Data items
════════════════════
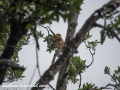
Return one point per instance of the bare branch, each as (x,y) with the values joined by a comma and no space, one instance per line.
(73,45)
(11,64)
(100,26)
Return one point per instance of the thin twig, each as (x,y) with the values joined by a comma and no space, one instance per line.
(91,54)
(80,80)
(100,26)
(114,85)
(32,77)
(45,28)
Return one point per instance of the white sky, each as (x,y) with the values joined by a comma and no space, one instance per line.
(106,54)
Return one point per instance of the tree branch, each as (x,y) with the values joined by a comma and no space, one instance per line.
(100,26)
(74,43)
(62,78)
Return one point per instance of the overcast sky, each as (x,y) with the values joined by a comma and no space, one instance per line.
(106,54)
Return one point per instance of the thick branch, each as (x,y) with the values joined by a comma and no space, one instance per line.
(72,46)
(62,78)
(11,64)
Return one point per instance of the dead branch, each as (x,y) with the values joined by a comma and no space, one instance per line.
(75,42)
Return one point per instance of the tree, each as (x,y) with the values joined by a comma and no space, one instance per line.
(19,20)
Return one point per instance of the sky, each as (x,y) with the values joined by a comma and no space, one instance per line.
(106,54)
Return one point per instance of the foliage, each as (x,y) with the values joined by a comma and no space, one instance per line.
(112,29)
(76,67)
(39,12)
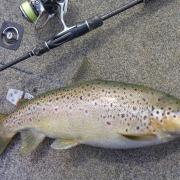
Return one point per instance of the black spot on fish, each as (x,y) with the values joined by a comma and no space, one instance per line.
(134,108)
(108,123)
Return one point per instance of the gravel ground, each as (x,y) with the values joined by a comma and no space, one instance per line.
(140,46)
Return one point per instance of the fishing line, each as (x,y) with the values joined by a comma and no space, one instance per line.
(70,33)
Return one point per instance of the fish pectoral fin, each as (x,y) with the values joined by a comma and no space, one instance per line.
(62,144)
(30,141)
(145,137)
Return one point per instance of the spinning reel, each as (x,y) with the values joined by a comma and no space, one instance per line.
(40,12)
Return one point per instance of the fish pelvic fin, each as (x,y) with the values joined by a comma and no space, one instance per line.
(63,144)
(30,141)
(4,139)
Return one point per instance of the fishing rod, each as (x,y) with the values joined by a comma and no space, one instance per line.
(32,13)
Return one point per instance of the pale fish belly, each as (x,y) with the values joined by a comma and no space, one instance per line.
(121,142)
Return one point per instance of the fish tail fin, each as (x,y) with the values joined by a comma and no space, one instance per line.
(4,141)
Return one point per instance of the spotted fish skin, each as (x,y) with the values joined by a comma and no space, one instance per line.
(100,113)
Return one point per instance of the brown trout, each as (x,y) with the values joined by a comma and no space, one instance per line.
(98,113)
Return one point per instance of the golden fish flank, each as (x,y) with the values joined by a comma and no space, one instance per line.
(99,113)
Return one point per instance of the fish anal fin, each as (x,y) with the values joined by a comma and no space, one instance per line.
(141,137)
(4,143)
(62,144)
(30,141)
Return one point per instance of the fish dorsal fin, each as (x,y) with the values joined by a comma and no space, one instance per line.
(30,141)
(145,137)
(21,102)
(62,144)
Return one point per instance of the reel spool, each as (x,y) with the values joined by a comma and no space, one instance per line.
(11,35)
(40,12)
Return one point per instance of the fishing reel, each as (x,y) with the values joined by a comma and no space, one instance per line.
(40,12)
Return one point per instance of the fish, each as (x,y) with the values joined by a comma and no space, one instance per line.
(98,113)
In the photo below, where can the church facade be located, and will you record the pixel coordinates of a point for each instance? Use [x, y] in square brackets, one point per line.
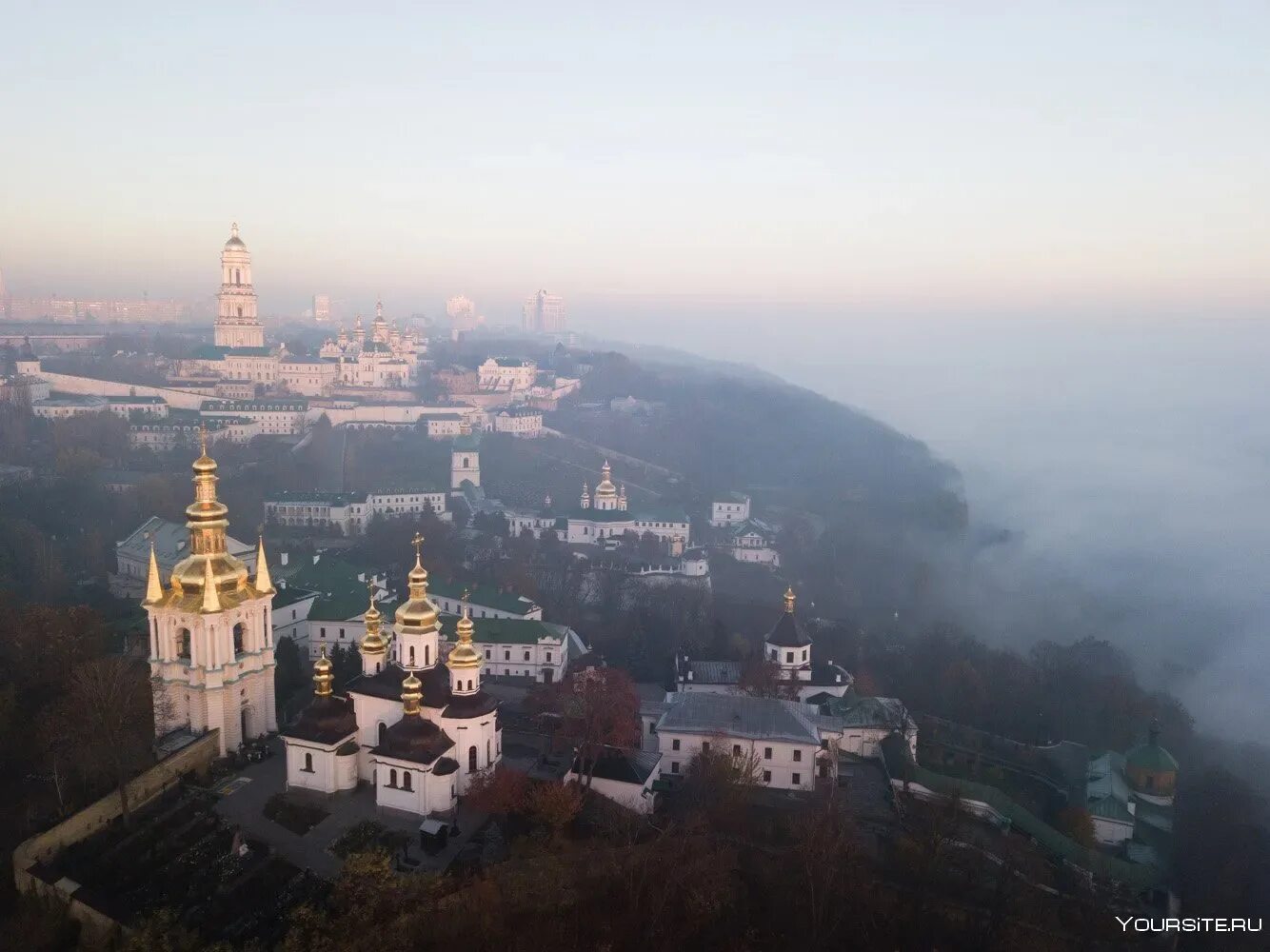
════════════════════
The expected output is every entry above, retyped exactly, with the pictures removed.

Your response>
Return one point per instance of the bare branch, each as (x,y) with the values joined by a comma and no space, one instance per line.
(73,45)
(11,64)
(100,26)
Return one point per instance of the thin twig, each as (x,y) with the values joined by a comma and no space, one instance per line.
(91,54)
(80,80)
(100,26)
(114,85)
(32,77)
(45,28)
Return one point per instance of the white sky, each as (x,y) with the values joined by a comma and no space, one instance per line.
(106,54)
Return one point per instance of the tree branch, each as (x,y) with the values joined by a comma and no space, one instance per line.
(100,26)
(74,43)
(62,78)
Return one point per instance of the overcast sky, each as (x,y) with the values joined by a comma and no space, one instance per line.
(106,54)
Return one point per instance of the thick branch, each as (x,y) with the values joined by a comma and no space, one instance per line.
(72,46)
(62,78)
(11,64)
Return one point per instance of the dead branch, each as (x,y) with the values joined by a comma and no space, one instance per line.
(75,42)
Return one point per instance of the tree, each as (x,y) with the values joined by a comma and no space, one instance per line.
(19,20)
Return one point per instance of the sky, each as (x,y) with the values joined by a comma and no space, one instance per line.
(106,54)
Return one point per instance of the foliage, each as (x,y) with the values joined by a comma and no space, one instance per line.
(112,29)
(76,67)
(39,12)
Return one point per instance of the black spot on fish, each as (x,y) with the values joined by a comma and no space, one instance per line.
(134,108)
(108,123)
Return one point per instance of the gravel ground, each as (x,y) with the values joined by a comma and no space, one instance per line.
(140,46)
Return one point per instance of the fishing line, each as (x,y) with the values joined by a comma and no space, one instance per line.
(70,33)
Return one point per instance of the fish pectoral fin, each as (x,y) with the values joined by a comma and no space, one instance per line.
(62,144)
(30,141)
(145,137)
Return one point per instance of the spinning reel, each as (x,y) with the values joined by a comma and no space, one instance per line.
(40,12)
Return one point per instance of the fish pelvic fin, each as (x,y) with the values joined by a comma and no space, one instance per line.
(63,144)
(30,141)
(4,139)
Return one point per instance of the fishing rod, each as (x,y) with the values joined by a comma and no space, one instance per line.
(32,13)
Return one point per instance of the pale fish belly, each as (x,y) with the values joined by a comma and no space, one instance per line.
(121,142)
Return one point per instance of the fish tail fin, each as (x,y) with the values joined by a comma and no space, one instance per line.
(4,141)
Return one point per instance of the spotted fish skin, each as (x,y) with the values joined by a comma and no space, one instance per line.
(100,113)
Return one point per instance of the brown trout, each as (x,y) with the values joined by a comma and no space, one instance per line.
(98,113)
Return one point per instance of the golden fish flank, each as (x,y) with the values joined by a comma and no space, one instance per line.
(99,113)
Return one point per instance of the fish anal fin, each as (x,y) with the values joined by a comma and no space, one instance per line.
(141,137)
(4,143)
(62,144)
(30,141)
Return one point per instance of the fish dorsal fin, each as (x,y) with the values joined by a comma and no space, one instance per line.
(30,141)
(145,137)
(21,102)
(62,144)
Return one point per instance of the reel spool, each as (x,y) with the values joined by a comma and no space, one instance per line.
(11,35)
(40,12)
Return one point per instance of the fishing reel, each as (x,y) with the values joined by a comma and no space, one instance per line.
(40,12)
Return one point per instance of the fish, each as (x,y) with the values joined by a comma and no space, one instance per line.
(98,113)
In the photo below, where can the church facade be located, and will you record the pixel coordinates of a point for each instance? Use [x, y] in square brackets, one point per line.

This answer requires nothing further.